Task requirements. Please report how many lines of the records contain the string "canal", and give only that number. Case counts.

Excerpts of annotation records.
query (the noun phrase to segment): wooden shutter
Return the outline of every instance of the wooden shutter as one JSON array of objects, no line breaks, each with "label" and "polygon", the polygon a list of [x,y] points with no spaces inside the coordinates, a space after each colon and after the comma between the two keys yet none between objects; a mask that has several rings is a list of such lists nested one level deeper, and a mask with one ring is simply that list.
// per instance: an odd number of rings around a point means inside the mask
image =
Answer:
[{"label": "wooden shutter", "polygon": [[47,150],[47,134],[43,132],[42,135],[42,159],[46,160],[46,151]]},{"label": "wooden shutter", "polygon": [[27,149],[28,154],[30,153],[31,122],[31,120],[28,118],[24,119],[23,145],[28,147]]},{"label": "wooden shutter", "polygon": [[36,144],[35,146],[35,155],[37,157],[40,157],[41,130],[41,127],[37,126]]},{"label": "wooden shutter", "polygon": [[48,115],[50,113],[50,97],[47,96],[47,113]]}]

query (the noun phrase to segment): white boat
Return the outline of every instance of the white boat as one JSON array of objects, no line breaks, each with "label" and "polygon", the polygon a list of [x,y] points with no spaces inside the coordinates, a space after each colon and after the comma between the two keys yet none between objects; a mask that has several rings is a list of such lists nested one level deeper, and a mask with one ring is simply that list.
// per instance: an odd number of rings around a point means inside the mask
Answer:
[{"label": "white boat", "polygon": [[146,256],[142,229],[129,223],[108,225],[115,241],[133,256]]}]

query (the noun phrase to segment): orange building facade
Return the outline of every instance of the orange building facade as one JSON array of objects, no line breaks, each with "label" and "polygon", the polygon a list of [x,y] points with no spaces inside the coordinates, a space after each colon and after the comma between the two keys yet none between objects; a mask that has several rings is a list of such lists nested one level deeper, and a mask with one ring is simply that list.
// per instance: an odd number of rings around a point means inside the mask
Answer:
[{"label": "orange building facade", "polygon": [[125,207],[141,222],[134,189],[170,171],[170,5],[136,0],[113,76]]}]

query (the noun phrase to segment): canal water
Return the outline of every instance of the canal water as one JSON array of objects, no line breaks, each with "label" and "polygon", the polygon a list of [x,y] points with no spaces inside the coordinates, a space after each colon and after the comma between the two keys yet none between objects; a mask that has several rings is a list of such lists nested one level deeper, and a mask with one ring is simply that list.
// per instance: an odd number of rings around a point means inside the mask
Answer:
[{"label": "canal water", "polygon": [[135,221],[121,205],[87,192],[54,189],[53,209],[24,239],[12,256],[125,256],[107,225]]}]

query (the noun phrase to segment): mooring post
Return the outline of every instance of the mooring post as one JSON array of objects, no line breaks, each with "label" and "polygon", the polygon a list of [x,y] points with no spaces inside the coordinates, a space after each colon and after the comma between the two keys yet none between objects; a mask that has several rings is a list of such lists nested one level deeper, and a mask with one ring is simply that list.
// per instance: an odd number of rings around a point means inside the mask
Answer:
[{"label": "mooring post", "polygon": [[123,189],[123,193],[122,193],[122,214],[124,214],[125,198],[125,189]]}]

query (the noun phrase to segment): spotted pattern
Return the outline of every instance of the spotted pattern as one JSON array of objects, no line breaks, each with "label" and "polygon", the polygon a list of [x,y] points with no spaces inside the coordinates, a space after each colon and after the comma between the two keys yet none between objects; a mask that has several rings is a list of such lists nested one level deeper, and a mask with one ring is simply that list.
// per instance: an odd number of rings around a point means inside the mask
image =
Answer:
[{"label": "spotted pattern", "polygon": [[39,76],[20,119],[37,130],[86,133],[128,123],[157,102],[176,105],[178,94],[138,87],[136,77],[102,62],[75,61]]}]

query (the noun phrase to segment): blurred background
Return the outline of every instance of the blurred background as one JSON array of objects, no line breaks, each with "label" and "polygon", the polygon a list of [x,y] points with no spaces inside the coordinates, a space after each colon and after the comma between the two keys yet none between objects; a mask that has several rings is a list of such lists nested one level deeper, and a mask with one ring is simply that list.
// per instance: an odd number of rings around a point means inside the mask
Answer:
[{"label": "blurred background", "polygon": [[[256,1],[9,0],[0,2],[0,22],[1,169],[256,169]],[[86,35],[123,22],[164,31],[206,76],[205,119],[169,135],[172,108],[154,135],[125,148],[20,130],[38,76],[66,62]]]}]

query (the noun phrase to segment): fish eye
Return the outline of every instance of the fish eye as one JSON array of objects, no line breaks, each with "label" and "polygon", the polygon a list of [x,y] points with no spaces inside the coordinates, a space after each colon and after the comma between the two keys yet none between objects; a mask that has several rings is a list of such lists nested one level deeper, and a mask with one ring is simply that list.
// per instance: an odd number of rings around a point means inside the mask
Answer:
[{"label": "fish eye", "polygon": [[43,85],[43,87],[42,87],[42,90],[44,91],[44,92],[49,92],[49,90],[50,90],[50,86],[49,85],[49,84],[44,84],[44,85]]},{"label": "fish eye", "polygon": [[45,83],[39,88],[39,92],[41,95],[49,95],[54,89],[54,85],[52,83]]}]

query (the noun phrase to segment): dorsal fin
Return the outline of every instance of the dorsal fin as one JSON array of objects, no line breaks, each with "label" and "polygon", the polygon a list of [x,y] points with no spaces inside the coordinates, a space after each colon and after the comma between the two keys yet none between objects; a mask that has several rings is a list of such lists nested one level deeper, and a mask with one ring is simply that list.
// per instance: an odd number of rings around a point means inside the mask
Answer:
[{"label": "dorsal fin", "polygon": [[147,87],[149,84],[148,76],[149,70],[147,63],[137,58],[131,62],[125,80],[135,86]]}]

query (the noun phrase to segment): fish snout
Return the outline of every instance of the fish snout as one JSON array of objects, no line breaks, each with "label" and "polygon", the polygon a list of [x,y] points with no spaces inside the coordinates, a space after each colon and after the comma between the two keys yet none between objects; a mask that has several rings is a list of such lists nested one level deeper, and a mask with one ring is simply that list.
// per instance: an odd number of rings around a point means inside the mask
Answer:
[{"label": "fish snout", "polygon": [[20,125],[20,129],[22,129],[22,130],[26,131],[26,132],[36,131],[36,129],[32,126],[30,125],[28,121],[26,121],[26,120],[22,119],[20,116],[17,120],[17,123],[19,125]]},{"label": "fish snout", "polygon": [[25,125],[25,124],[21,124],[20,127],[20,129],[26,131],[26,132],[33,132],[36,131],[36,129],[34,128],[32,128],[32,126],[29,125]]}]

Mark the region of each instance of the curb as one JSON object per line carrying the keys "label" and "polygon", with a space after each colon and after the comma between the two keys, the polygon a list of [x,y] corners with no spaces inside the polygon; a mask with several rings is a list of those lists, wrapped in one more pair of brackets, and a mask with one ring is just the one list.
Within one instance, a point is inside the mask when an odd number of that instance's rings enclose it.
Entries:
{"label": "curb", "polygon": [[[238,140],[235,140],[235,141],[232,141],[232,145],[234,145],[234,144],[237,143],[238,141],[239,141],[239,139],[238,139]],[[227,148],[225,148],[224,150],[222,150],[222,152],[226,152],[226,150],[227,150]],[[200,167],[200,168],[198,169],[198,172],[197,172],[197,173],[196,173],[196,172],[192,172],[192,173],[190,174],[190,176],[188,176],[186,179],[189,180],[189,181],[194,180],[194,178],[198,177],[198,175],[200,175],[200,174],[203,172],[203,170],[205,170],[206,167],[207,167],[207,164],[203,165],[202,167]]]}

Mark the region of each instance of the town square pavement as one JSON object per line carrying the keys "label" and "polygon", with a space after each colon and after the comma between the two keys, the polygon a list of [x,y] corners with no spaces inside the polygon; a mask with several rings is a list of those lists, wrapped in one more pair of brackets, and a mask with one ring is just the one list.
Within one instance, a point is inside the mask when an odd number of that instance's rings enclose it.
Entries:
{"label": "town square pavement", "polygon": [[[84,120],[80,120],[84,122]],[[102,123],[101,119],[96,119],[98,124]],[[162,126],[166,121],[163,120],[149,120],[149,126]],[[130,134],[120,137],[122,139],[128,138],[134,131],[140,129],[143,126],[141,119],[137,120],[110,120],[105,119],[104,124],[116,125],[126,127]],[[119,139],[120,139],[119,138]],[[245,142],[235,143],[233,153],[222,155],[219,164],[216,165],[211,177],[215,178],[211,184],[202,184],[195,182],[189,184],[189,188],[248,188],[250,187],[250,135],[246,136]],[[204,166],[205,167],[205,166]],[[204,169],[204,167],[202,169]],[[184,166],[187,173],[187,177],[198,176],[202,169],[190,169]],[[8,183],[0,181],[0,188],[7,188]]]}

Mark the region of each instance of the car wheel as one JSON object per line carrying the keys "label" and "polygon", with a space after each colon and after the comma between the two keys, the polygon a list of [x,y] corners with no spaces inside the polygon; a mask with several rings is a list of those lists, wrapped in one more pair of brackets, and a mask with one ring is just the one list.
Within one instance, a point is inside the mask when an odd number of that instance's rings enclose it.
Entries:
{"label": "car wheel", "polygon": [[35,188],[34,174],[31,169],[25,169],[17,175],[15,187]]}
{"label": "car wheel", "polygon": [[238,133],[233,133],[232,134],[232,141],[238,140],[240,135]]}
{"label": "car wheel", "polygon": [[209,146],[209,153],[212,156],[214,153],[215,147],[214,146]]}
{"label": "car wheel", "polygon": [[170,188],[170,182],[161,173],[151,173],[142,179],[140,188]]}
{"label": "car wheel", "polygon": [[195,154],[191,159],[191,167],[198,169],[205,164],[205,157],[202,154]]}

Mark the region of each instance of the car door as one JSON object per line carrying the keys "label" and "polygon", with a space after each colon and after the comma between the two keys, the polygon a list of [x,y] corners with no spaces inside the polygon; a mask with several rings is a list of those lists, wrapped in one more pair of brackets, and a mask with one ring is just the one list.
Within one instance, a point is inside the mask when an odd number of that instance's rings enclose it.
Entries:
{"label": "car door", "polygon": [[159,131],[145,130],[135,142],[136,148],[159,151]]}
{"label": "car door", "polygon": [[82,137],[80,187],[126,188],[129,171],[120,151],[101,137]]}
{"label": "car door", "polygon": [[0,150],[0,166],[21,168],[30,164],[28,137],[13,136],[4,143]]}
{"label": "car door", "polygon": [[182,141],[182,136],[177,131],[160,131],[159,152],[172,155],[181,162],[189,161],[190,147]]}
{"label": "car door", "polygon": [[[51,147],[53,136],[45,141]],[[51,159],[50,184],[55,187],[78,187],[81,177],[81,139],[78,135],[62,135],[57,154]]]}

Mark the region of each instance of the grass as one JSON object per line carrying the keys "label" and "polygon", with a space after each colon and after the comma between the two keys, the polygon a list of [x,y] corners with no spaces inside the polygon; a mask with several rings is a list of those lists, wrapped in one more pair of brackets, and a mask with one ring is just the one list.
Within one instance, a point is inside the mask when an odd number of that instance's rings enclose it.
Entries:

Written solution. 3